→ Aufgabenstellung
Gib alle folgenden Datensätze als Markdown-Tabelle mit den Spalten „Nr.“ und „Zeile“ wieder: jede nicht leere Zeile in eine eigene Tabellenzeile, fortlaufend nummeriert. Die Bilder lässt du dabei weg.

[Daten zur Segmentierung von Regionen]
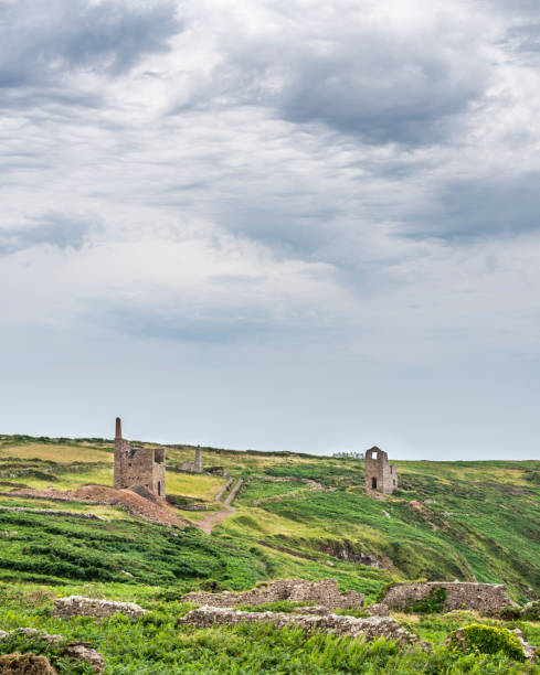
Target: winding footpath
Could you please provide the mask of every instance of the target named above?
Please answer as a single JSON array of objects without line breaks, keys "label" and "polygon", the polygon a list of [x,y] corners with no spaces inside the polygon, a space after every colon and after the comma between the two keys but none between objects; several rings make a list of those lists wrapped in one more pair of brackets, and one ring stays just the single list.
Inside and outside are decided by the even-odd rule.
[{"label": "winding footpath", "polygon": [[234,488],[226,495],[225,500],[222,501],[223,500],[223,494],[226,492],[226,489],[232,483],[232,479],[226,483],[226,485],[223,488],[223,490],[220,492],[220,494],[218,494],[218,496],[215,497],[215,501],[219,504],[222,504],[224,506],[224,508],[222,508],[221,511],[218,511],[216,513],[212,513],[211,515],[209,515],[205,518],[203,518],[202,521],[200,521],[197,524],[199,529],[202,529],[202,532],[204,532],[207,534],[212,534],[212,529],[213,529],[213,527],[215,527],[215,525],[219,525],[220,523],[223,523],[223,521],[225,518],[227,518],[230,515],[232,515],[236,511],[236,508],[234,506],[231,506],[231,503],[234,500],[234,497],[236,496],[236,493],[239,492],[239,490],[240,490],[240,488],[242,485],[242,482],[243,482],[242,479],[239,479],[236,481]]}]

→ Ergebnis
| Nr. | Zeile |
|---|---|
| 1 | Target: winding footpath |
| 2 | Could you please provide the mask of every instance of the target named above? |
| 3 | Please answer as a single JSON array of objects without line breaks, keys "label" and "polygon", the polygon a list of [x,y] corners with no spaces inside the polygon, a space after every colon and after the comma between the two keys but none between objects; several rings make a list of those lists wrapped in one more pair of brackets, and one ring stays just the single list. |
| 4 | Inside and outside are decided by the even-odd rule. |
| 5 | [{"label": "winding footpath", "polygon": [[234,488],[226,495],[225,500],[222,501],[223,500],[223,494],[226,492],[226,489],[232,483],[232,479],[226,483],[226,485],[223,488],[223,490],[220,492],[220,494],[218,494],[218,496],[215,497],[215,501],[219,504],[222,504],[224,506],[224,508],[222,508],[221,511],[218,511],[216,513],[212,513],[211,515],[209,515],[205,518],[203,518],[202,521],[200,521],[197,524],[199,529],[202,529],[202,532],[204,532],[207,534],[212,534],[212,529],[213,529],[213,527],[215,527],[215,525],[219,525],[220,523],[223,523],[223,521],[225,518],[227,518],[230,515],[232,515],[236,511],[236,508],[234,506],[231,506],[231,503],[234,500],[234,497],[236,496],[236,493],[239,492],[239,490],[240,490],[240,488],[242,485],[242,482],[243,482],[242,479],[239,479],[236,481]]}] |